◆ WHAT THE TASK ASKS
Everything from the line holding "[indicate] the lower" through the last line below must be repeated exactly, and nothing else.

◆ THE DATA
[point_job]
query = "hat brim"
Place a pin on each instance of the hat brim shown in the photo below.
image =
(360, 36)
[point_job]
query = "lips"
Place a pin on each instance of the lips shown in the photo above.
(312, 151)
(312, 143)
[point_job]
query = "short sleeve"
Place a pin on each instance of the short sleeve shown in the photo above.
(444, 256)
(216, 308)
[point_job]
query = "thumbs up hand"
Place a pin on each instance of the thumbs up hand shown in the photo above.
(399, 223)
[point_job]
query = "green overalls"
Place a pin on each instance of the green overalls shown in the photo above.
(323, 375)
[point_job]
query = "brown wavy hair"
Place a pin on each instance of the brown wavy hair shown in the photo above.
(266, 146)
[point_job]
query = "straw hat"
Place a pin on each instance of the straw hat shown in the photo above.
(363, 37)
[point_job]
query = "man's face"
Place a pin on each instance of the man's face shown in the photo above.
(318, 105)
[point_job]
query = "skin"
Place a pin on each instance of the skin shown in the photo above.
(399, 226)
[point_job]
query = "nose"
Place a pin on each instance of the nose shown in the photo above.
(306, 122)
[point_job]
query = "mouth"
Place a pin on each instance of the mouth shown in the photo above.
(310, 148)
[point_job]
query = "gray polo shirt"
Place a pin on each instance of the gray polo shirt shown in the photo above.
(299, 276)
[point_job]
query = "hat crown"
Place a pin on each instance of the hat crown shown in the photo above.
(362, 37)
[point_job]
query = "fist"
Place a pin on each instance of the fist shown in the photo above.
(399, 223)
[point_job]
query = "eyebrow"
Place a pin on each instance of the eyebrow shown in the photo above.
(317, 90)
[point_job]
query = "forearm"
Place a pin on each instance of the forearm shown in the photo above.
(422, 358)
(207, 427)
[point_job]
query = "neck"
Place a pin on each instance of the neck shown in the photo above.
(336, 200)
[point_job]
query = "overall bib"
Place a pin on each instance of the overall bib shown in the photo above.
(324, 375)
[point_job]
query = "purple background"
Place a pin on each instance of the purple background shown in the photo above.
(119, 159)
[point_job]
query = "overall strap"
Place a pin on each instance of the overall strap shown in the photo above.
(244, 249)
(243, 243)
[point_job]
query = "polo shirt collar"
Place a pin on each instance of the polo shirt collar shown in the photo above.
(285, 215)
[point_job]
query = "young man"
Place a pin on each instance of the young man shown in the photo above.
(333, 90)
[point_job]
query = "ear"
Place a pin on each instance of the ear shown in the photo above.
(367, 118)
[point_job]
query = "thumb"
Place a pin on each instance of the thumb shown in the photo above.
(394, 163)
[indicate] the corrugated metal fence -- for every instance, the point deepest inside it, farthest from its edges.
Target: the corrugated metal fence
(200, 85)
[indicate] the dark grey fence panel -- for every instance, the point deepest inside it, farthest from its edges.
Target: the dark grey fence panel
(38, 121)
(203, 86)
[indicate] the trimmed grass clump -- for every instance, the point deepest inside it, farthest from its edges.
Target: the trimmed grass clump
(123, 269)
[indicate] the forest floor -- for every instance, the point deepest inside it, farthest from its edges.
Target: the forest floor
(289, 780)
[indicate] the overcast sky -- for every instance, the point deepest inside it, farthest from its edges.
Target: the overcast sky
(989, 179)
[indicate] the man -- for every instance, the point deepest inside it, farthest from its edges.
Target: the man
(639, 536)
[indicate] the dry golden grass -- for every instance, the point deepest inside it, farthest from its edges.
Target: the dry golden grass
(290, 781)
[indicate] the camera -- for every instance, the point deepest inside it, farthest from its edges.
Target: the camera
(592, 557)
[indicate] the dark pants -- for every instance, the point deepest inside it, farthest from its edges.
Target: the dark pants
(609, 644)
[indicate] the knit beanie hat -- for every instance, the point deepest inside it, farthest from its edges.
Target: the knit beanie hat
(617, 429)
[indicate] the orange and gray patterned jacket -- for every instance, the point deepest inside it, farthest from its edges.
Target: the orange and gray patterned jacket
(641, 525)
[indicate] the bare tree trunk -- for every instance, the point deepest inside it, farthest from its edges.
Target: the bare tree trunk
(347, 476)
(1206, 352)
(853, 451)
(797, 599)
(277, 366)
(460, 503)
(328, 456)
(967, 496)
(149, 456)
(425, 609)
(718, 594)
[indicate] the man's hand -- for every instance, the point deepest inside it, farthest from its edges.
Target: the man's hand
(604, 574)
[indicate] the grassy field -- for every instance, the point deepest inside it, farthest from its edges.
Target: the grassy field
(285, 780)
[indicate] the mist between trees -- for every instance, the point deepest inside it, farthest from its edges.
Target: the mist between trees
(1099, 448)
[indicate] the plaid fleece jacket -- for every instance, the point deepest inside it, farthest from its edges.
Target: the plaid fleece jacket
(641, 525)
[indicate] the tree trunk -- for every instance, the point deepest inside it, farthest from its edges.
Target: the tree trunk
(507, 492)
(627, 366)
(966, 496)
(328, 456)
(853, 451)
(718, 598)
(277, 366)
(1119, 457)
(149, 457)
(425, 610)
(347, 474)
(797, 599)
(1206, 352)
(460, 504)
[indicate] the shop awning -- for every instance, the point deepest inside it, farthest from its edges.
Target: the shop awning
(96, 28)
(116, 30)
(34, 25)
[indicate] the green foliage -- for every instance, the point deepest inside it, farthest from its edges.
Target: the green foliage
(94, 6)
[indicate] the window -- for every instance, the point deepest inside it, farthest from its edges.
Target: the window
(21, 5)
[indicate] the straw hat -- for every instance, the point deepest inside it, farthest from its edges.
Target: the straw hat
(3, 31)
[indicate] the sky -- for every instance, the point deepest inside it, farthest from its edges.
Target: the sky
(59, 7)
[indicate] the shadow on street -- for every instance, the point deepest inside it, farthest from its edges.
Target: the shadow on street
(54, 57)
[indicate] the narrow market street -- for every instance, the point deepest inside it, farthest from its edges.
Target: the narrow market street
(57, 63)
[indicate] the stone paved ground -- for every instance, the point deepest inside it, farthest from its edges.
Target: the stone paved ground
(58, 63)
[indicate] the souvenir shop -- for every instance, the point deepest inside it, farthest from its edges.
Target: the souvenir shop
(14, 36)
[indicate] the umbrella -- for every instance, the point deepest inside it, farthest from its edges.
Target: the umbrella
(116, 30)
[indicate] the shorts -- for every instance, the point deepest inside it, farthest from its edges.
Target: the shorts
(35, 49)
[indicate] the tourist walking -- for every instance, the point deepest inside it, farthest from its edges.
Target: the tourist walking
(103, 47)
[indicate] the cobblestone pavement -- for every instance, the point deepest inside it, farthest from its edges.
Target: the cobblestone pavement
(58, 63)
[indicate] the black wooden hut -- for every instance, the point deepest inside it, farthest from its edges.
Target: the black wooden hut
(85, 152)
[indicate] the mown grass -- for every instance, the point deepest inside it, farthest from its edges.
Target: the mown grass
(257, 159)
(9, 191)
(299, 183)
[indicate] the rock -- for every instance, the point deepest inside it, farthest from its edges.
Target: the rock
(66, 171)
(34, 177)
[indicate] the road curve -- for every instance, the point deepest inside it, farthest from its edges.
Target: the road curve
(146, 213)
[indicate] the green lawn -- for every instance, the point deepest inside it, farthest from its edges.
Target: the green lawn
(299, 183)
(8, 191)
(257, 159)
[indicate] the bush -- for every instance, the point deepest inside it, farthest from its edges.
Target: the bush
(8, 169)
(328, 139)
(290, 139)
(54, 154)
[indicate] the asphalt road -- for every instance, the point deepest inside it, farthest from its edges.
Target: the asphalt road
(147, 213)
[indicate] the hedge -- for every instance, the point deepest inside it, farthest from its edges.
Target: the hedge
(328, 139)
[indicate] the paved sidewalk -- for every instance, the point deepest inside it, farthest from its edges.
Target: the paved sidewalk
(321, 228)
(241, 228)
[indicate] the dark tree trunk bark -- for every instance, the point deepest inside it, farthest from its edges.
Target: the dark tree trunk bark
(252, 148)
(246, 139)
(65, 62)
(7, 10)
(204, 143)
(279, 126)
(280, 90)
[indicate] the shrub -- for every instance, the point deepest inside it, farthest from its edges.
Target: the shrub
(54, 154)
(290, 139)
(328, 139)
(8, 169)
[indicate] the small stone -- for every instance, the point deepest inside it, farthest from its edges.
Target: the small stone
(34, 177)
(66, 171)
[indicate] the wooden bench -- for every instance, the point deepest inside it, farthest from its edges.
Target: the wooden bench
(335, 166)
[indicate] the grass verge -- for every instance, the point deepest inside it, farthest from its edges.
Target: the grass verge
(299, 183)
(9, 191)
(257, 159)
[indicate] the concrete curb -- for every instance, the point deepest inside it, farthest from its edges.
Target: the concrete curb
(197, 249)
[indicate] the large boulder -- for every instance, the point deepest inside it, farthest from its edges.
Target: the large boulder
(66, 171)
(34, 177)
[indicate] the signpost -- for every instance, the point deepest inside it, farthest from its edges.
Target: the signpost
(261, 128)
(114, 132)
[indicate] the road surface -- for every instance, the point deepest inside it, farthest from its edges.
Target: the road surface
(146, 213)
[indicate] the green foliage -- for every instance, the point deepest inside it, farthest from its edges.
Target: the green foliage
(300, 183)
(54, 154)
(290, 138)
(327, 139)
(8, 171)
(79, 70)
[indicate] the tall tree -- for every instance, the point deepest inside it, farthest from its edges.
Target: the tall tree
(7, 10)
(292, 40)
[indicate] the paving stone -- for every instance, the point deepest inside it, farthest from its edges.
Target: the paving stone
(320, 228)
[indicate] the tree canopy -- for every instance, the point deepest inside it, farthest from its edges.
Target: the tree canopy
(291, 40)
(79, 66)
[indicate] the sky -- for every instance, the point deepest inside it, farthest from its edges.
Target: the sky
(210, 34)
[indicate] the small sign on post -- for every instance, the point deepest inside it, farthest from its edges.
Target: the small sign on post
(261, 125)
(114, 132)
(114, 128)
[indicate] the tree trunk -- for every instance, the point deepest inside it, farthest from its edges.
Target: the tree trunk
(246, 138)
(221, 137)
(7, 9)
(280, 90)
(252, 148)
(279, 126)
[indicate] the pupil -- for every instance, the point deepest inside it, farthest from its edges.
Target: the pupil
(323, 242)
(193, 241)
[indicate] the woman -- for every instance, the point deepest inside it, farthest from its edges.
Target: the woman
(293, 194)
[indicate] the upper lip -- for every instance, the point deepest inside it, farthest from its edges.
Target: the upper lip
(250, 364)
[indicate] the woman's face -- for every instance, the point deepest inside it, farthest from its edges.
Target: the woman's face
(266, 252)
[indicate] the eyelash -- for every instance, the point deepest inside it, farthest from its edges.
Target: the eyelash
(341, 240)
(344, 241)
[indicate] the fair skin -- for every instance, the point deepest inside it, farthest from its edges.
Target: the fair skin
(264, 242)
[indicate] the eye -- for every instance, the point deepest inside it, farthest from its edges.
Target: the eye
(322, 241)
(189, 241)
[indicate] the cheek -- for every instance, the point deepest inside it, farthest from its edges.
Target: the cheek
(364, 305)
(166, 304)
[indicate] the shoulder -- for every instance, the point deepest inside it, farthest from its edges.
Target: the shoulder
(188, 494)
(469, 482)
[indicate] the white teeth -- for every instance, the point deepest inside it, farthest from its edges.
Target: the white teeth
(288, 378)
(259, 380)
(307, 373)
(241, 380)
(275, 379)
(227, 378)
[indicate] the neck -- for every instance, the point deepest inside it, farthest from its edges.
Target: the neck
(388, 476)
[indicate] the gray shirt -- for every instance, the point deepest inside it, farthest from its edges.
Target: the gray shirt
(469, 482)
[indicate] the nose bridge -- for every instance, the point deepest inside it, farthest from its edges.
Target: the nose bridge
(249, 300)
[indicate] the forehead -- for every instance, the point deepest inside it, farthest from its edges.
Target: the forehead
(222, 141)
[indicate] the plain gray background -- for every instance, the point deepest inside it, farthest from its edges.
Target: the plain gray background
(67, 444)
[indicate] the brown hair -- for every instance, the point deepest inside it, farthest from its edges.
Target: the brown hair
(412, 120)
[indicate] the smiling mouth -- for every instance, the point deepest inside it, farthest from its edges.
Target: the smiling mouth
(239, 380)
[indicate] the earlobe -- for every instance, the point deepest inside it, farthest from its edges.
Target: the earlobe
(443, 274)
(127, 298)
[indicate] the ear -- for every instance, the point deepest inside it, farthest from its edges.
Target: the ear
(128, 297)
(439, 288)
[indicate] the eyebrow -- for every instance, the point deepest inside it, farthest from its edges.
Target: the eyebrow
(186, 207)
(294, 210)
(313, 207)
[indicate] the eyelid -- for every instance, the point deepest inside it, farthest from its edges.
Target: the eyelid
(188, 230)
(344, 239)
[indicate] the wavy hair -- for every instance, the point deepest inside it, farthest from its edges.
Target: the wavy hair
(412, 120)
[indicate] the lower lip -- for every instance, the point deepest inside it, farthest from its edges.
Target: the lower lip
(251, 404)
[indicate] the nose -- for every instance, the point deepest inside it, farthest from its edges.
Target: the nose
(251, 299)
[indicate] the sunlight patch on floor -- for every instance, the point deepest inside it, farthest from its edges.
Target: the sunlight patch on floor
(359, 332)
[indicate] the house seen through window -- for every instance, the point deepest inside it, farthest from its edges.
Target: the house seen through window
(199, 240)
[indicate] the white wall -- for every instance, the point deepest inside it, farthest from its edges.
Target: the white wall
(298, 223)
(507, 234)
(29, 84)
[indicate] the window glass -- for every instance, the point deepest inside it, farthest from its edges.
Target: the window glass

◆ FINISHED EXERCISE
[indicate] the lower lip -- for every instance, the point deepest inside it, farthest from its edges.
Target: the lower lip
(251, 404)
[indicate] the nose -- for every instance, the point deepest inside it, farthest from its edges.
Target: the nose
(251, 299)
[indicate] the sunlight patch on floor -- for every instance, the point deepest inside it, farthest from its edges.
Target: the sunlight patch on floor
(359, 332)
[indicate] the house seen through window -- for every instance, the point deepest inside it, farthest from its edges.
Target: the house seen through window
(199, 240)
[indicate] the white wall -- for every instance, the point deepest inside it, farthest from its edges.
Target: the white wall
(298, 223)
(507, 234)
(29, 84)
[indicate] the window glass -- for every instance, the point deepest inside it, farthest from its edges.
Target: the window glass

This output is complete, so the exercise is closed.